Lundbeck dropped 6.3 percent, the most in a year, to close at 111 kroner in Copenhagen, after the company published second-quarter profit and revenue that missed analyst estimates. The drugmaker expects full-year revenue to be in the lower end of its forecast range of 14.5 billion kroner ($2.4 billion) to 15.2 billion kroner because of increasing pressure from health-care reforms in Europe, Lundbeck said today.
While U.S. sales of Lundbeck’s best-selling Lexapro antidepressant plunged 75 percent in the second quarter after the drug’s patent expired, the company has introduced three products in the last year and plans five more over the next 18 months, Wiinberg said.
“We remain bullish given one of the broadest late-stage pipelines,” Jefferies International Ltd. analyst Peter Welford said in a note to investors today.

## Dataset records
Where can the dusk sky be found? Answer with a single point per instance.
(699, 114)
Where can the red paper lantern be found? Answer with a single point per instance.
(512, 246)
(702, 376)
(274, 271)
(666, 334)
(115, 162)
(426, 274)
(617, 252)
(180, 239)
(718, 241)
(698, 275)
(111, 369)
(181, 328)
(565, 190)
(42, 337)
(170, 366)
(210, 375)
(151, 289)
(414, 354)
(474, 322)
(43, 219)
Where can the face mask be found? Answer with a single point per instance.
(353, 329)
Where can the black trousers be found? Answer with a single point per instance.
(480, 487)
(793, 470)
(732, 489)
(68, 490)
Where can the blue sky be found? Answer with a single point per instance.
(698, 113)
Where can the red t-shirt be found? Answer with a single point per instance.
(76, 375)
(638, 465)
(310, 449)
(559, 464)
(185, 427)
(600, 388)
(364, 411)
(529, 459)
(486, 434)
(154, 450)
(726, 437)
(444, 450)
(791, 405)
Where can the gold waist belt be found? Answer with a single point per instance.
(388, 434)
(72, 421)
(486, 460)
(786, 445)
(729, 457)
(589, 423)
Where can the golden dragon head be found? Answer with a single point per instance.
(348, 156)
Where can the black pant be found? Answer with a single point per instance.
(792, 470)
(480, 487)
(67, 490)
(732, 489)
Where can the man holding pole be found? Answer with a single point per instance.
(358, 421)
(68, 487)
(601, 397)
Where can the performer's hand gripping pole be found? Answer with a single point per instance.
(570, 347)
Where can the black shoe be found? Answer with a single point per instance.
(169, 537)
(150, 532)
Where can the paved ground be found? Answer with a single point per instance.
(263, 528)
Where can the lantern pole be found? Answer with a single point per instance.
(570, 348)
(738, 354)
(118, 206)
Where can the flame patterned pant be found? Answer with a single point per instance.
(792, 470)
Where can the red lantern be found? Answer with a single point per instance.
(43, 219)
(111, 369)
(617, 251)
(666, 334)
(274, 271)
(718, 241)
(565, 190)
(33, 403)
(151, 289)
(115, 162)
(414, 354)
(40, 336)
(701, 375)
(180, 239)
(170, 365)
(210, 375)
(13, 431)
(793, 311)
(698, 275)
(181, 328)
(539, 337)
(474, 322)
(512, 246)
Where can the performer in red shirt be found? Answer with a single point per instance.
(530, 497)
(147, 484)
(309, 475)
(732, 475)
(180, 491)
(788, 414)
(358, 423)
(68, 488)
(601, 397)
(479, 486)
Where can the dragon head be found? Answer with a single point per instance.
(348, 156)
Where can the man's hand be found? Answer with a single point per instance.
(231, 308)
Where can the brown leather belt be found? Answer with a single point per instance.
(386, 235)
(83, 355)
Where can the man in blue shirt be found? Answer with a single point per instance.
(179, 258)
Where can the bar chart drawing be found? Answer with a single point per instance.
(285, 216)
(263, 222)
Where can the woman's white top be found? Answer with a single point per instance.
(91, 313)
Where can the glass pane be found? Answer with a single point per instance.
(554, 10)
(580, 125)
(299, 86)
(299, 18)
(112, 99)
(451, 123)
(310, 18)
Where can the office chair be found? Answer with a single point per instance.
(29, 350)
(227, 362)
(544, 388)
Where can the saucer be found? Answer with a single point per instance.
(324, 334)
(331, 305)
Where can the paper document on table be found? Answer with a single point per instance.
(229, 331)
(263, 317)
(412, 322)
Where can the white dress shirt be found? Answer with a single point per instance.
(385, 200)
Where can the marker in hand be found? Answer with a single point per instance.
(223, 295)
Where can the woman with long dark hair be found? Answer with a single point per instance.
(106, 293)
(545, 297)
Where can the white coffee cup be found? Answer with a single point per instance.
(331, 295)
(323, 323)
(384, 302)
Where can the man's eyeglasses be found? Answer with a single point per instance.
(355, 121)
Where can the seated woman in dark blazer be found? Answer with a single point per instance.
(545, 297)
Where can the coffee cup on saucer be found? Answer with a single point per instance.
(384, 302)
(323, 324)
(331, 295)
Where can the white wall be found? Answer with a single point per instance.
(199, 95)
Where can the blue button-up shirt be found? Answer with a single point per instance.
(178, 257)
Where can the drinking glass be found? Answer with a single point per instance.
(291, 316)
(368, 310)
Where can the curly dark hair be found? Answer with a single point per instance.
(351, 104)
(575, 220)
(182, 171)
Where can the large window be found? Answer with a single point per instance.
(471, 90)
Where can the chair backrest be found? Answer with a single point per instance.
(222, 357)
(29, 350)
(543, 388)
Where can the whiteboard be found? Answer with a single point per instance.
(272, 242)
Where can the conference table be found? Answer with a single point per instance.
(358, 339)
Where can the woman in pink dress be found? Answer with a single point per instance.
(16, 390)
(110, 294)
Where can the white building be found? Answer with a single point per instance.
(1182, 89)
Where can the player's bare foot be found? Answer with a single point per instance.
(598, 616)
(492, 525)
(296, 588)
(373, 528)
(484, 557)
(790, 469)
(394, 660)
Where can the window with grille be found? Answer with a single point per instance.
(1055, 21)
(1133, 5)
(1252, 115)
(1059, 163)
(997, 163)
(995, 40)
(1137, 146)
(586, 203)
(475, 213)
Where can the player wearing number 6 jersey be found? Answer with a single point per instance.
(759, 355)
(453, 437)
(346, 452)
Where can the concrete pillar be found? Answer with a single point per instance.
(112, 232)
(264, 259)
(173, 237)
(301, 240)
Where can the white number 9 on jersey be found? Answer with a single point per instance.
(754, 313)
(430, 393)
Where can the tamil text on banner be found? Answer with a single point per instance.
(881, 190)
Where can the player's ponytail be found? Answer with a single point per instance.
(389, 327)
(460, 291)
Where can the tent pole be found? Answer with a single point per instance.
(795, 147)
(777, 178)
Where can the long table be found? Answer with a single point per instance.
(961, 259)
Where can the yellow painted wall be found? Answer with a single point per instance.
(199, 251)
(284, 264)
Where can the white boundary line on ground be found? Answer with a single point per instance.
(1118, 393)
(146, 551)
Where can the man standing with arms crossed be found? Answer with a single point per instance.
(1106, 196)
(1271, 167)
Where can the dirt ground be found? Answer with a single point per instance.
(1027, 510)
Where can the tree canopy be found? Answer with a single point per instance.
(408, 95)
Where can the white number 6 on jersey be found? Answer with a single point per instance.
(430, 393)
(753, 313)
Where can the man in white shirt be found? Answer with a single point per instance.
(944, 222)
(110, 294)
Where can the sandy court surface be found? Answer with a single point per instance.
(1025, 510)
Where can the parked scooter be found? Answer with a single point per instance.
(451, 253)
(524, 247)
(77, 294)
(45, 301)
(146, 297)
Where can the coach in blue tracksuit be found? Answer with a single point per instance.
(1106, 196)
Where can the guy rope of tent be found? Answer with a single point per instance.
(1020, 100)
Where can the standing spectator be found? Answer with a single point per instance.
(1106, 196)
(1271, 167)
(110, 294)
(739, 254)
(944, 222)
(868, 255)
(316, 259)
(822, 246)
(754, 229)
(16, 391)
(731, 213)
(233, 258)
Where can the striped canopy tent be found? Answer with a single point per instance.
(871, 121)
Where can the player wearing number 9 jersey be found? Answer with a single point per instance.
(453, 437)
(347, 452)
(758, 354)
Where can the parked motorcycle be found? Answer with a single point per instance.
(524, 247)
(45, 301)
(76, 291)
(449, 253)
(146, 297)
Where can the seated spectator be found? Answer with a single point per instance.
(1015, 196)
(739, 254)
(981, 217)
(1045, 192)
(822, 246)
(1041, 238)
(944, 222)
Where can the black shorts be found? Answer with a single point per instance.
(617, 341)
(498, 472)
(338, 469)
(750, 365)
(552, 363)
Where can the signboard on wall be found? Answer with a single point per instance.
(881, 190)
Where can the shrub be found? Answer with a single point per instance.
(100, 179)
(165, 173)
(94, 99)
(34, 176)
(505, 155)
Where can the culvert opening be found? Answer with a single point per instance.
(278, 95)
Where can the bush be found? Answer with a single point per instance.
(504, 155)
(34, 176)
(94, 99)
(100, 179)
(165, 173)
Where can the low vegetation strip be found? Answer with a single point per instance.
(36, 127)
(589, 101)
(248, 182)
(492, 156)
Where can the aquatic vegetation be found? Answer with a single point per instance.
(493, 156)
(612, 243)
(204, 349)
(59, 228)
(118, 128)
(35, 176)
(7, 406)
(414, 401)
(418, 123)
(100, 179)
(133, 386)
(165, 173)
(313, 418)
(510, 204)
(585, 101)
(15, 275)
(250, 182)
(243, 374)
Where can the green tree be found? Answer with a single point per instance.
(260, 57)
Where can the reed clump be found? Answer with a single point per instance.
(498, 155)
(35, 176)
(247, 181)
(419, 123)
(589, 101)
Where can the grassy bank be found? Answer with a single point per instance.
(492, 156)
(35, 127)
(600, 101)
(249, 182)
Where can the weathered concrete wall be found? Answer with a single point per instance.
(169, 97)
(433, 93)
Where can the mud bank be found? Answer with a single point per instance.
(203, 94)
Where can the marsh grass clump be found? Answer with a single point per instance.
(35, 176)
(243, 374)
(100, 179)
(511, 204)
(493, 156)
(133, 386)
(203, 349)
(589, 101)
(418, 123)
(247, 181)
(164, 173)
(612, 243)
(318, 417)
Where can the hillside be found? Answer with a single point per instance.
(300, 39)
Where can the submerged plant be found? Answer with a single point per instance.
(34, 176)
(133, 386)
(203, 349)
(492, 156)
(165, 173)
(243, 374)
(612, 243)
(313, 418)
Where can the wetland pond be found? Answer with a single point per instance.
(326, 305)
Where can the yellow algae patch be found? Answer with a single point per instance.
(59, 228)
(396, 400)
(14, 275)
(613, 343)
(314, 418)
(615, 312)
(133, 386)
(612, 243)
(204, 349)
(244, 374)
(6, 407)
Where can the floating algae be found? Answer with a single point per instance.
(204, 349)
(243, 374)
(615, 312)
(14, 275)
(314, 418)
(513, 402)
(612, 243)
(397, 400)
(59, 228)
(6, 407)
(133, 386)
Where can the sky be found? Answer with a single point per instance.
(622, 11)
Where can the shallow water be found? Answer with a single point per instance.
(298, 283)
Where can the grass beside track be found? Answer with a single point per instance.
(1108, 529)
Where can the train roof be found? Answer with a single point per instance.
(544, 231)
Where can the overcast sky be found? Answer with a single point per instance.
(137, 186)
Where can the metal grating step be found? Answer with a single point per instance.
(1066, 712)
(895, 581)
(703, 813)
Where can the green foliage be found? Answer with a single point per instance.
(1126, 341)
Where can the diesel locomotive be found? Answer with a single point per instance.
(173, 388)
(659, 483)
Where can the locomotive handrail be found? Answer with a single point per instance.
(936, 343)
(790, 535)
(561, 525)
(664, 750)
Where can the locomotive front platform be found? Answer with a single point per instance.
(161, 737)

## SET TASK
Using the Lundbeck report, answer these:
1. At what price did Lundbeck close in Copenhagen?
2. By what percentage did U.S. sales of Lexapro fall in the second quarter?
3. Which Jefferies International Ltd. analyst is quoted?
The listing plays no part in this.

## RESULT BELOW
1. 111 kroner
2. 75 percent
3. Peter Welford